** Excerpts from a dataset **
*** Begin section ***

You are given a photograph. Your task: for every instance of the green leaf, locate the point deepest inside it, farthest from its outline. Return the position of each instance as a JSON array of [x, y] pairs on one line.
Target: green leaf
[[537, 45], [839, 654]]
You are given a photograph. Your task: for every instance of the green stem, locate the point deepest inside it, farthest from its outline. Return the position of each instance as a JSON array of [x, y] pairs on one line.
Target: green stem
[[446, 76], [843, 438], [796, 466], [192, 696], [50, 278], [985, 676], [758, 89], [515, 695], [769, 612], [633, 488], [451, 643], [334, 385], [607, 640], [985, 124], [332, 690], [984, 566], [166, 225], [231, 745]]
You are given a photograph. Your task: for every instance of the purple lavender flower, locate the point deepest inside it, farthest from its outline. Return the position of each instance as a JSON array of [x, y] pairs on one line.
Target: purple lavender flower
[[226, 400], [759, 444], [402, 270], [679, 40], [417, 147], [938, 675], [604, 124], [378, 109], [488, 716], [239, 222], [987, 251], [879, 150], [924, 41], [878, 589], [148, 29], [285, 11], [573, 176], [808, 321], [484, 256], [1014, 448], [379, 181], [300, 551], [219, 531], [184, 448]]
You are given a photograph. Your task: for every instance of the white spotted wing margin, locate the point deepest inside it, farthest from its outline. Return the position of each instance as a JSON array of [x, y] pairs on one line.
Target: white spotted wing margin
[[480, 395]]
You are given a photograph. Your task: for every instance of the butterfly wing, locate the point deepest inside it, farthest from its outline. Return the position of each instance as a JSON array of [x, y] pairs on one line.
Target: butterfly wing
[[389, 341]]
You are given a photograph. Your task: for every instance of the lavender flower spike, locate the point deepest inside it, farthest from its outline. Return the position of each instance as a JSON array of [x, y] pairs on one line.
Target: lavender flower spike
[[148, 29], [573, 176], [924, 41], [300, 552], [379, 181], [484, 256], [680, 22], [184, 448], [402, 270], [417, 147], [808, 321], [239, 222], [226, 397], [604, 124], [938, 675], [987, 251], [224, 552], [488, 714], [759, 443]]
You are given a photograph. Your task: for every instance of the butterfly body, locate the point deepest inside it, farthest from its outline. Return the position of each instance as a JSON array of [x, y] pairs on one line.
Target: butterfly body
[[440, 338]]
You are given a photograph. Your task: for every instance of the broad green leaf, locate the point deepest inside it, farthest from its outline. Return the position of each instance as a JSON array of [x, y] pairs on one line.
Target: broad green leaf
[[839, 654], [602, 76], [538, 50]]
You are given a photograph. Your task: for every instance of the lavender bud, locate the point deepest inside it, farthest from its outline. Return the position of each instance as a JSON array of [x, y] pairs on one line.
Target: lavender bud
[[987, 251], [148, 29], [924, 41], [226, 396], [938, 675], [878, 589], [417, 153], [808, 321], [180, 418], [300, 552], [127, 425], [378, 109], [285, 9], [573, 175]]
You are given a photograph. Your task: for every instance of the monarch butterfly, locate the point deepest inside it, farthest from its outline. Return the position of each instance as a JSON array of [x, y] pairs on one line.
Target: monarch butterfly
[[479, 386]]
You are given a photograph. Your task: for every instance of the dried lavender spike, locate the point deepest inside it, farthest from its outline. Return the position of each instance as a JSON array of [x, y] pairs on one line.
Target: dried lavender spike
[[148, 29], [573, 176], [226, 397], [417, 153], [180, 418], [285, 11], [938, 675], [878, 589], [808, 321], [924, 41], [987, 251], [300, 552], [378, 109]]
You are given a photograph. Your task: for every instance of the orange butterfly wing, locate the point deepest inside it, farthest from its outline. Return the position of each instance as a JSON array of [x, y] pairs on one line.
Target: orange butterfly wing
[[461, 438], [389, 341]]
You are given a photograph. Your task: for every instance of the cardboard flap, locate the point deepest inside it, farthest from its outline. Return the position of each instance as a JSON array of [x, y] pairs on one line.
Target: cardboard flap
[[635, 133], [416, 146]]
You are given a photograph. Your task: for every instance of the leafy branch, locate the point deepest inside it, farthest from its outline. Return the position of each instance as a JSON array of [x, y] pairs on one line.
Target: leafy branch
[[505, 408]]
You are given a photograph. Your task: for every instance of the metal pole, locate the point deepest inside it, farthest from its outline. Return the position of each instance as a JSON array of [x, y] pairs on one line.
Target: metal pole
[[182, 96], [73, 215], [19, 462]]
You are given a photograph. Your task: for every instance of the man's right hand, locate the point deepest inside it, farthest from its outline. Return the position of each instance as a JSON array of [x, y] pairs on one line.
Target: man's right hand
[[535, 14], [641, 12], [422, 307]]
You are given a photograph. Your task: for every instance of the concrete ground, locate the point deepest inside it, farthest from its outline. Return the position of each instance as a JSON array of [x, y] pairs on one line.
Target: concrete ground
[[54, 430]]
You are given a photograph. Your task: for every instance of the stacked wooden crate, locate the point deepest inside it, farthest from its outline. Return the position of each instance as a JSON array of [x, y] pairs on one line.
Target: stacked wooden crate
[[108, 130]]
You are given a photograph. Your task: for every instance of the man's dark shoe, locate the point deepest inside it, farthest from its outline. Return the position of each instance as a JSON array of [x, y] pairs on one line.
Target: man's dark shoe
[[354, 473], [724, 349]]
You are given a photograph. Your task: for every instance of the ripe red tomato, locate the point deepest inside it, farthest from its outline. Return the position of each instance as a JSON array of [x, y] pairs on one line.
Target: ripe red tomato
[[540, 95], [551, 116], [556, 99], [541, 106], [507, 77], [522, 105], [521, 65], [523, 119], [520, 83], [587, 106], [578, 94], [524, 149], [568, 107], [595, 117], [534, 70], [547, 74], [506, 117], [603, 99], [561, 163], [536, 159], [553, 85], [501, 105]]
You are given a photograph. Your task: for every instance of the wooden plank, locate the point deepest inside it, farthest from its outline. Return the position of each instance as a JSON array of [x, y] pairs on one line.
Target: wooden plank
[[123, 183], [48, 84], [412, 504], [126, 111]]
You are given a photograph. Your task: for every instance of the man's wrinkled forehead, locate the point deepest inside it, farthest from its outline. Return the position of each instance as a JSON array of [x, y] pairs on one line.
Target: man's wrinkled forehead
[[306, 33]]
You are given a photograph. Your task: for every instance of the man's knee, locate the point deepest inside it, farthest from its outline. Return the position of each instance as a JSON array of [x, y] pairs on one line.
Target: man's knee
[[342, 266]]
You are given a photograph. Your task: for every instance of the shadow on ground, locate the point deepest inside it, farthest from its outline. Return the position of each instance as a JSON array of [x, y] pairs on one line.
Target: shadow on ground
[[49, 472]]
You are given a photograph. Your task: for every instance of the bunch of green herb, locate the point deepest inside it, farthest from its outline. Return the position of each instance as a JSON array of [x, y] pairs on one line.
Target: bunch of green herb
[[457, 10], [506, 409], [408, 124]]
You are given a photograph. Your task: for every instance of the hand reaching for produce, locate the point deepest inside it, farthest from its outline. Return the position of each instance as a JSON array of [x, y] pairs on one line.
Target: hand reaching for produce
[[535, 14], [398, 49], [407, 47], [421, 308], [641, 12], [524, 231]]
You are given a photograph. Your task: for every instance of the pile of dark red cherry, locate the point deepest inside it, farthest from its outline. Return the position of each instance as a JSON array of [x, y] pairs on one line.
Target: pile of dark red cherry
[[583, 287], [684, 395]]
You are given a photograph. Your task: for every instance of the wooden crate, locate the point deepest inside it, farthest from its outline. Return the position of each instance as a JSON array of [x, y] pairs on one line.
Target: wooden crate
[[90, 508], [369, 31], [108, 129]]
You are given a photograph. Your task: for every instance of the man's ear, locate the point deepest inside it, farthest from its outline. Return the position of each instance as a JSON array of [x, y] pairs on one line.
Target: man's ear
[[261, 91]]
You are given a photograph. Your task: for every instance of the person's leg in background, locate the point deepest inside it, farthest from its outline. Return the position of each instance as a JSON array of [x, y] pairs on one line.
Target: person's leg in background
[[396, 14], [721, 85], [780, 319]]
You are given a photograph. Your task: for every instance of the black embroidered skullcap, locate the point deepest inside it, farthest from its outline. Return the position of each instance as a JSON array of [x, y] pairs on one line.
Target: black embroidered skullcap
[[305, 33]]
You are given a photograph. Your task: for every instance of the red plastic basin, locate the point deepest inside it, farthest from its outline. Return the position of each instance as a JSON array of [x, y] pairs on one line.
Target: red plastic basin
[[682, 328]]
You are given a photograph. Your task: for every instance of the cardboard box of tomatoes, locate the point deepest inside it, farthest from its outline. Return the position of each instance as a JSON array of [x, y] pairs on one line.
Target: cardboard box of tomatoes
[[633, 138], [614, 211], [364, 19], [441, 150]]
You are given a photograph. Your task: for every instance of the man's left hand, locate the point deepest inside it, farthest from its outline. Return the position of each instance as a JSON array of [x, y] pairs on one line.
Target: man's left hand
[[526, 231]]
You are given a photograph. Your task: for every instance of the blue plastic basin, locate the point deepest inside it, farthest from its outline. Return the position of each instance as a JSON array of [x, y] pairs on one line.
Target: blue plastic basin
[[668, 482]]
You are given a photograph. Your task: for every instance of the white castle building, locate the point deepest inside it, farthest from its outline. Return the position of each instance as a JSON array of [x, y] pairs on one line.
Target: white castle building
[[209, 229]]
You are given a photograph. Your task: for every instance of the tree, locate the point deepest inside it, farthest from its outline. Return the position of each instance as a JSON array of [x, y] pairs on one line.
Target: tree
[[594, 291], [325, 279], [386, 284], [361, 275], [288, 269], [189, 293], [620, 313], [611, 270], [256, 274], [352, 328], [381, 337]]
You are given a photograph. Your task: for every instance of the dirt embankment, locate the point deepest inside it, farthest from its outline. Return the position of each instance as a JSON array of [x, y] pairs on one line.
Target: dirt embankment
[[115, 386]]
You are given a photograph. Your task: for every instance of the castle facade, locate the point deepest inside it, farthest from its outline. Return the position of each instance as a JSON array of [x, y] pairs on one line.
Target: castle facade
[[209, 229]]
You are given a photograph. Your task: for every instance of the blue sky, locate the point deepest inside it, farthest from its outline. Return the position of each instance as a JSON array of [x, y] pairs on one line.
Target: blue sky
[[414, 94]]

*** End section ***

Beginning with the line that contains "Target: castle facade" and ending with the last line of the data above, return those lines exactly and nothing else.

Target: castle facade
[[209, 229]]
You are given a photograph. Your task: for every instance of the blue sky, locate the point deepest inside it, farthest from its outline. Return the position of each instance as a JSON array of [x, y] pairs on one line.
Target: blue sky
[[414, 94]]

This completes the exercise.